Dataset records Block Start

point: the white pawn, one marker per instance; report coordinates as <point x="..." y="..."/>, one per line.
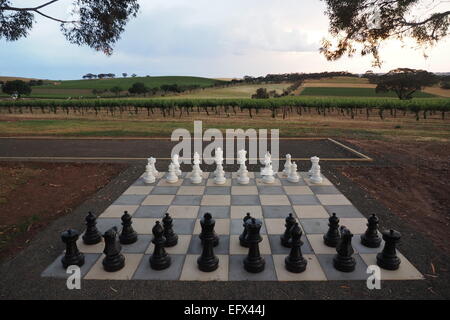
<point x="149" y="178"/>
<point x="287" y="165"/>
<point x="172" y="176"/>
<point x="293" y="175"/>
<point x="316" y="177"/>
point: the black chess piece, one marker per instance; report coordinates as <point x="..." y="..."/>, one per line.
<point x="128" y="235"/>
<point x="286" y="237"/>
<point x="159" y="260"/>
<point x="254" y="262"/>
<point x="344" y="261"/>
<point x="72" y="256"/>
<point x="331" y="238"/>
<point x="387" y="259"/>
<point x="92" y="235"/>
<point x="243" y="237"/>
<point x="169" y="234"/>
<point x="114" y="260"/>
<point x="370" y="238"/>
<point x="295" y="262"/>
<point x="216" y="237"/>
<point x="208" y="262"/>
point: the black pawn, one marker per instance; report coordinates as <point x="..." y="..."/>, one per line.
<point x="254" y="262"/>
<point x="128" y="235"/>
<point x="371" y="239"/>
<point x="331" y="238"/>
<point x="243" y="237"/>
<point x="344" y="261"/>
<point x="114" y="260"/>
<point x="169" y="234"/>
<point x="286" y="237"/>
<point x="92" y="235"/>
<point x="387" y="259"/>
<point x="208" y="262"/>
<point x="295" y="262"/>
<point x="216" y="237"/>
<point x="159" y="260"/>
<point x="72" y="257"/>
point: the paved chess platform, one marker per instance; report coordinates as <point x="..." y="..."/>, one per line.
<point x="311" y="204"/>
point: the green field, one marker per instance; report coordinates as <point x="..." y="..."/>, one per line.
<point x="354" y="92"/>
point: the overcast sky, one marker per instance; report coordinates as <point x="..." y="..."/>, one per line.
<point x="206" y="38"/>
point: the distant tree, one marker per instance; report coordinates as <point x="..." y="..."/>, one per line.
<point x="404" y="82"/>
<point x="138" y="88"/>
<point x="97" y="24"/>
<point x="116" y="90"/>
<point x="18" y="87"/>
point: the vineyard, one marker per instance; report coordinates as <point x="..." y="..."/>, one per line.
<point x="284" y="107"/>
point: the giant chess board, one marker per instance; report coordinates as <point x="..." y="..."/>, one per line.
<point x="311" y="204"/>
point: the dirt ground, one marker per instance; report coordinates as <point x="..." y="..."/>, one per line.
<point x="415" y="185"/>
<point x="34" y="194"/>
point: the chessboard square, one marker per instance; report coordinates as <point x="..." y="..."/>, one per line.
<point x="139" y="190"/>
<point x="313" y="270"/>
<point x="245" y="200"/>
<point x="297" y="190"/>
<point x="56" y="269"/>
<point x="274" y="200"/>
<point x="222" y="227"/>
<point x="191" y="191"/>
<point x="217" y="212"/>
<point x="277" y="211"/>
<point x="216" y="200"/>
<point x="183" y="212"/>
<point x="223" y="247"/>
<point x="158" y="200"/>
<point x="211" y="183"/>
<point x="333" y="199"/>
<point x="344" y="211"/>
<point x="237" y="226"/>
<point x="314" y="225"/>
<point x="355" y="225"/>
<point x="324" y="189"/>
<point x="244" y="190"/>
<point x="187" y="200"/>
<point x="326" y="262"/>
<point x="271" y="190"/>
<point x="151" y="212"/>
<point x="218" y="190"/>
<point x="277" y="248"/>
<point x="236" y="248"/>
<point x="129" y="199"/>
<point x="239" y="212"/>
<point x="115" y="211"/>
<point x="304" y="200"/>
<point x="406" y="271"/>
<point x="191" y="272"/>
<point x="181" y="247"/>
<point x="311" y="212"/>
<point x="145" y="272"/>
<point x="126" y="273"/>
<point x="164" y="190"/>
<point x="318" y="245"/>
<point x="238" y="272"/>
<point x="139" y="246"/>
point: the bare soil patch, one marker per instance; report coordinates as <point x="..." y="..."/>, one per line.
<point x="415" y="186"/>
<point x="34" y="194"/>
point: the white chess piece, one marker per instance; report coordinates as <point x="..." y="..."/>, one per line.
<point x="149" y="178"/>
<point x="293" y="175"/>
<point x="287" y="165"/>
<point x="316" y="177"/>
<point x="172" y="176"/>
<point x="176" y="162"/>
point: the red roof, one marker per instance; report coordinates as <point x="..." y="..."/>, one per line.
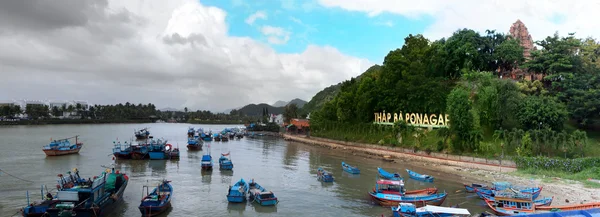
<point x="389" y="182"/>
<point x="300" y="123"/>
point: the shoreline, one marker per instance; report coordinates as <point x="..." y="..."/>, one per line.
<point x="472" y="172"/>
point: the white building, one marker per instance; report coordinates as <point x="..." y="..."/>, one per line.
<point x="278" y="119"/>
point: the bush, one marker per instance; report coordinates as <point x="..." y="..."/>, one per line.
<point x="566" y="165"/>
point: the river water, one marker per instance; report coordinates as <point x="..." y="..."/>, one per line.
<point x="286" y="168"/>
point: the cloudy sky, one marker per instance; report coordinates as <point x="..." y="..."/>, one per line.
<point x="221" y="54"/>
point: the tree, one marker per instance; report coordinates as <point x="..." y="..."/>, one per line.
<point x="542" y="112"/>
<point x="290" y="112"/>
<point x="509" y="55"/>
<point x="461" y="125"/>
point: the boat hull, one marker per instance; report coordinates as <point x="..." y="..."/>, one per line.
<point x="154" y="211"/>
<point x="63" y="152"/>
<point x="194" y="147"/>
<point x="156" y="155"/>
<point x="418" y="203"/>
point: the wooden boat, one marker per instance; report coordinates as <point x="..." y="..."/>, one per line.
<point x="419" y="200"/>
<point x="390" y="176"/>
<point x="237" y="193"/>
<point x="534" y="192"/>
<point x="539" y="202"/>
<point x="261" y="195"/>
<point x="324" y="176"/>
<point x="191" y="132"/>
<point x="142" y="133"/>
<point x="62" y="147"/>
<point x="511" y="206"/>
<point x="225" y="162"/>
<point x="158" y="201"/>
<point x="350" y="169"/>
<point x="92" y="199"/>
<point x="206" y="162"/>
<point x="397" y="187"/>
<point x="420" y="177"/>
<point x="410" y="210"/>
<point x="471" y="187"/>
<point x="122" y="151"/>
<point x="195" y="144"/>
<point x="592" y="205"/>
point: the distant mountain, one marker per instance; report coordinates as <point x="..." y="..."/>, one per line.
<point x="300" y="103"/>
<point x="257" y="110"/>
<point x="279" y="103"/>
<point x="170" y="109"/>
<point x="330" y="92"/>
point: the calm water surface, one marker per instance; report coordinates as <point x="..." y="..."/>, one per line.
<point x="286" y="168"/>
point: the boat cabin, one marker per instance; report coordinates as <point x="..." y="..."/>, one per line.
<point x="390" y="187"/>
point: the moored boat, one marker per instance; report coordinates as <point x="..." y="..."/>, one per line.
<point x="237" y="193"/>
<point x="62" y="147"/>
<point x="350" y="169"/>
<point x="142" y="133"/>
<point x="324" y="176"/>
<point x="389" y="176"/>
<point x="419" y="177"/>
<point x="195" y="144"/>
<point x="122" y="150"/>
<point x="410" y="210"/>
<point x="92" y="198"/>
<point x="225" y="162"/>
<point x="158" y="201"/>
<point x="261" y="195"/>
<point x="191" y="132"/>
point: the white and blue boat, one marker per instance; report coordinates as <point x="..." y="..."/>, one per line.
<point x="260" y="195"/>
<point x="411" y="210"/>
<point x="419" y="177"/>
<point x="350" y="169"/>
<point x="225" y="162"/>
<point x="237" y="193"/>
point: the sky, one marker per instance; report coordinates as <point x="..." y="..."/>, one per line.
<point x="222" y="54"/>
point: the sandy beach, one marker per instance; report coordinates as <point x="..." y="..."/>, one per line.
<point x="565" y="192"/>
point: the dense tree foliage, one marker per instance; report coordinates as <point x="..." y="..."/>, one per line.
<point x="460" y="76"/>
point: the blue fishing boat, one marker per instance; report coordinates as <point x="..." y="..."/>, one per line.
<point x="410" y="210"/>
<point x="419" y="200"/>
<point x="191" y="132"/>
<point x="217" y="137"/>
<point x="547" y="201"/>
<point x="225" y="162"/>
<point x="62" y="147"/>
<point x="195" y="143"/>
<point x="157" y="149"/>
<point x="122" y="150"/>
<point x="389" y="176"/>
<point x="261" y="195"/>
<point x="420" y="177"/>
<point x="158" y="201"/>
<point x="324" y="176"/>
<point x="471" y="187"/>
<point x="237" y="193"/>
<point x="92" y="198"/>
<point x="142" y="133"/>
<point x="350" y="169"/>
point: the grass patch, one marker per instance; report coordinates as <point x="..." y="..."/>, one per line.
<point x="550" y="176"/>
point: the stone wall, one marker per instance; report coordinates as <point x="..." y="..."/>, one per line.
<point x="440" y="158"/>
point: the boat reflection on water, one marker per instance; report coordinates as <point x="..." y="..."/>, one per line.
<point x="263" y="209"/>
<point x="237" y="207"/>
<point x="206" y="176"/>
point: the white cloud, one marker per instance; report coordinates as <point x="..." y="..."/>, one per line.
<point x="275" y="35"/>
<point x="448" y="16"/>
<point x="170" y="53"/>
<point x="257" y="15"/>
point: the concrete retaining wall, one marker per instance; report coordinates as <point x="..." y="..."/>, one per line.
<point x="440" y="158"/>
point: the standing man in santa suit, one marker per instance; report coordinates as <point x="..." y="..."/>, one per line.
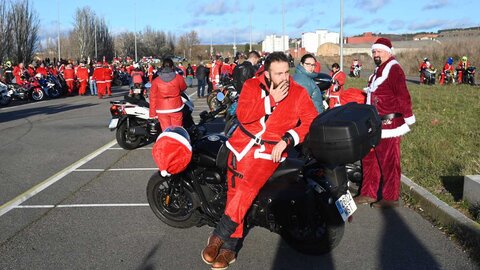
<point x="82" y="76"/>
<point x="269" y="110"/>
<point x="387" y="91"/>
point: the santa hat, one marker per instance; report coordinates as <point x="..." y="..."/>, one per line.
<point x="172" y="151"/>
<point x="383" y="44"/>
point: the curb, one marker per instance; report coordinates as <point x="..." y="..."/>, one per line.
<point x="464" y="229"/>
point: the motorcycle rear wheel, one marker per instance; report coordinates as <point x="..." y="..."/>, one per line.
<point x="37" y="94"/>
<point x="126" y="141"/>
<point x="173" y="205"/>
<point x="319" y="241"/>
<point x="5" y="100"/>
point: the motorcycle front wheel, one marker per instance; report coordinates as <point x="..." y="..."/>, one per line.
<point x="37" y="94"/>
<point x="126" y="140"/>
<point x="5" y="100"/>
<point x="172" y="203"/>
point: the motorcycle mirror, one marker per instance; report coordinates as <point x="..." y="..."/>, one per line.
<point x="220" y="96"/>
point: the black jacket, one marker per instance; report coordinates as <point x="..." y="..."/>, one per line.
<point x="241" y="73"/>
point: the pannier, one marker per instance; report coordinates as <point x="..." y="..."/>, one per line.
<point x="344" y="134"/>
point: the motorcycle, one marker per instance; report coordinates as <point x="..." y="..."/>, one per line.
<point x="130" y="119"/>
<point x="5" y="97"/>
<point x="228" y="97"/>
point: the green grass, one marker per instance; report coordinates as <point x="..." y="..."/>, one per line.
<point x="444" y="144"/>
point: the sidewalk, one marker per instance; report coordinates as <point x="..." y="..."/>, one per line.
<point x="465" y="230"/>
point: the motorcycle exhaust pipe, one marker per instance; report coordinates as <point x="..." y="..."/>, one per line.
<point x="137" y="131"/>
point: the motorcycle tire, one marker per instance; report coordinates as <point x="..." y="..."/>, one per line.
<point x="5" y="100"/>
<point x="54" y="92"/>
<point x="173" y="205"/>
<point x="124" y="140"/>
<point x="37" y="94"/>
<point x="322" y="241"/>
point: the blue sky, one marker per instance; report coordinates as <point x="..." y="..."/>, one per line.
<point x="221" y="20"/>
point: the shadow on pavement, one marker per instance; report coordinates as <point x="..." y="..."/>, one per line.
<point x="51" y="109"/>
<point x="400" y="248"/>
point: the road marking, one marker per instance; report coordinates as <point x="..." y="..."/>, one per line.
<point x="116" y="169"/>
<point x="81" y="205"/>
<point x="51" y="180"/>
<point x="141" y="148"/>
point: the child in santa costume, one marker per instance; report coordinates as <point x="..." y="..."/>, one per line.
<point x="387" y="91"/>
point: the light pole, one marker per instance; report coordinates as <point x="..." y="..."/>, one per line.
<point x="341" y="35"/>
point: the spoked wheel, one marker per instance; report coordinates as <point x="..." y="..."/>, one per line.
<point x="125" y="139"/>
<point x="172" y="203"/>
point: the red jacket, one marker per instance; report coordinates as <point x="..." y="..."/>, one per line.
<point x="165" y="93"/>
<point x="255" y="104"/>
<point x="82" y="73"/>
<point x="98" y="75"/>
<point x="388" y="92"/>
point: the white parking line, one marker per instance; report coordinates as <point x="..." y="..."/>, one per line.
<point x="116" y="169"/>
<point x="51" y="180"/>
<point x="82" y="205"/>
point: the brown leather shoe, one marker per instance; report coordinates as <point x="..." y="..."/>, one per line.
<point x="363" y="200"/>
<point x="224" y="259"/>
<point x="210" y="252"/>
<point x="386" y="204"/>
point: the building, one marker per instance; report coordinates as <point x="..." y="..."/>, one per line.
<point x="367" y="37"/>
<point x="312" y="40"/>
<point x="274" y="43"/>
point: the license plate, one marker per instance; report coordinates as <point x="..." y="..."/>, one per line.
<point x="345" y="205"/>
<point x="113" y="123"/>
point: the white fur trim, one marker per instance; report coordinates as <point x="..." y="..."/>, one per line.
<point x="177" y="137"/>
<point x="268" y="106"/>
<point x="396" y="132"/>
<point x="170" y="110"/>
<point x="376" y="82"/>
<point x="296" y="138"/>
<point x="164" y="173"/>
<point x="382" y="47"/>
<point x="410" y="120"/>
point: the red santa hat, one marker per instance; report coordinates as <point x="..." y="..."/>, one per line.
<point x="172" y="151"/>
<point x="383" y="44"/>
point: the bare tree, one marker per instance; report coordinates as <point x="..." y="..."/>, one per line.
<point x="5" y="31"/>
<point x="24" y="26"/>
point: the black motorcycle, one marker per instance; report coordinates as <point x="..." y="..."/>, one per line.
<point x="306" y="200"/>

Dataset records Block End

Your task is to reproduce exactly the lines that begin with the one containing "point: the bare tree, one" and continue to the end of the data, both ends included.

point: the bare tree, one marker per instance; report coordinates as <point x="..." y="..."/>, one per line.
<point x="5" y="31"/>
<point x="24" y="26"/>
point: the black motorcycle, one marker per instance; report coordinates as <point x="..." y="..."/>, one per line.
<point x="306" y="200"/>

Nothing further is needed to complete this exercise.